### Items from a data source
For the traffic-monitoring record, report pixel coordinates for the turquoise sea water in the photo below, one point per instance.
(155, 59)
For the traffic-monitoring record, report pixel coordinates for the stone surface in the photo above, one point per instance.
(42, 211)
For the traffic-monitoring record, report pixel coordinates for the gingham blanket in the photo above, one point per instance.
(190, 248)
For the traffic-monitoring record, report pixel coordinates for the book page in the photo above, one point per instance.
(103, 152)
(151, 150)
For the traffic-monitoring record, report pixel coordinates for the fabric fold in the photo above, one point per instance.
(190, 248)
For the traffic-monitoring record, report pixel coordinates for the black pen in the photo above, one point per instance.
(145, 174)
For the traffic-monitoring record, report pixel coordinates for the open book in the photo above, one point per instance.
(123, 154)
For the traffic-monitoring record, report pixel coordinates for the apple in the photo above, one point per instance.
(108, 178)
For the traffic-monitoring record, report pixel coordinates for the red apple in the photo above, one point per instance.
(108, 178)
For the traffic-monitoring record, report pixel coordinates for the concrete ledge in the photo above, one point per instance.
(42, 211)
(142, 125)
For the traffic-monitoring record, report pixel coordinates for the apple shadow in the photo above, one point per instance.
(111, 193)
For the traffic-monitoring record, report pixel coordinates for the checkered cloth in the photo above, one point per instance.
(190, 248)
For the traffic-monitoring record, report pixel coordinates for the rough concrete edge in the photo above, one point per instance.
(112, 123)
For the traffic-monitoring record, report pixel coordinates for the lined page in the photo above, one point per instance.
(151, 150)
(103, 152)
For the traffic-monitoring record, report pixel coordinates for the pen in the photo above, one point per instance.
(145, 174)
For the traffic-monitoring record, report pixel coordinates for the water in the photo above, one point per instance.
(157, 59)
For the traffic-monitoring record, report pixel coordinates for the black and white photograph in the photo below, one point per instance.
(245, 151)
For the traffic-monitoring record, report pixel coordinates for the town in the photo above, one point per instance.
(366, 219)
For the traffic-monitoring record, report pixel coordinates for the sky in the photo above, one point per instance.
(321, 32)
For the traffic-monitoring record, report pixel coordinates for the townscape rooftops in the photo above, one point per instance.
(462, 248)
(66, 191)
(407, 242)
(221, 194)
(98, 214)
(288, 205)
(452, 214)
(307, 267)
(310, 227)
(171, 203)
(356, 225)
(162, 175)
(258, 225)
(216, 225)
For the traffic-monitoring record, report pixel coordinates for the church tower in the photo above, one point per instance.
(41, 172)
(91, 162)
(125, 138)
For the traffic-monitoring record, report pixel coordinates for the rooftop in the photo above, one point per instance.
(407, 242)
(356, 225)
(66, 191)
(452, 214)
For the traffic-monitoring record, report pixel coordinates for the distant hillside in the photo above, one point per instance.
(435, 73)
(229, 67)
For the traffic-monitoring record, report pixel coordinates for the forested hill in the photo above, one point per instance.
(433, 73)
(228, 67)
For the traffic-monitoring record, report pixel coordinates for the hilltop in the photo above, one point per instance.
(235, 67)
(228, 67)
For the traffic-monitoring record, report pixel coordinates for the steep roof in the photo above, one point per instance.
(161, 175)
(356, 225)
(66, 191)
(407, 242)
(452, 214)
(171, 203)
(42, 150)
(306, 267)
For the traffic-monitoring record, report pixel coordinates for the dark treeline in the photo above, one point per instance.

### Your goal
Please reproduce the stretch of entries from the line containing "for the forested" through the end of the entries, copying each line in full and scaling every coordinate by 0.75, rounded to the nearest whole number with halves rounded up. Return only those lines.

### Exercise output
For the traffic-monitoring record, report pixel coordinates for the forested hill in the photo above, one point per instance.
(325, 55)
(171, 50)
For the traffic-monitoring record, report pixel coordinates for the hilltop in the photo above, one point per instance.
(176, 50)
(171, 50)
For the traffic-monitoring record, report pixel coordinates for the steep roof in the photo above, one point per instance.
(121, 131)
(267, 169)
(50, 143)
(305, 182)
(339, 161)
(128, 152)
(32, 113)
(230, 200)
For the traffic-monitoring record, report pixel coordinates for the dark treeline in the photo above, one point per instance.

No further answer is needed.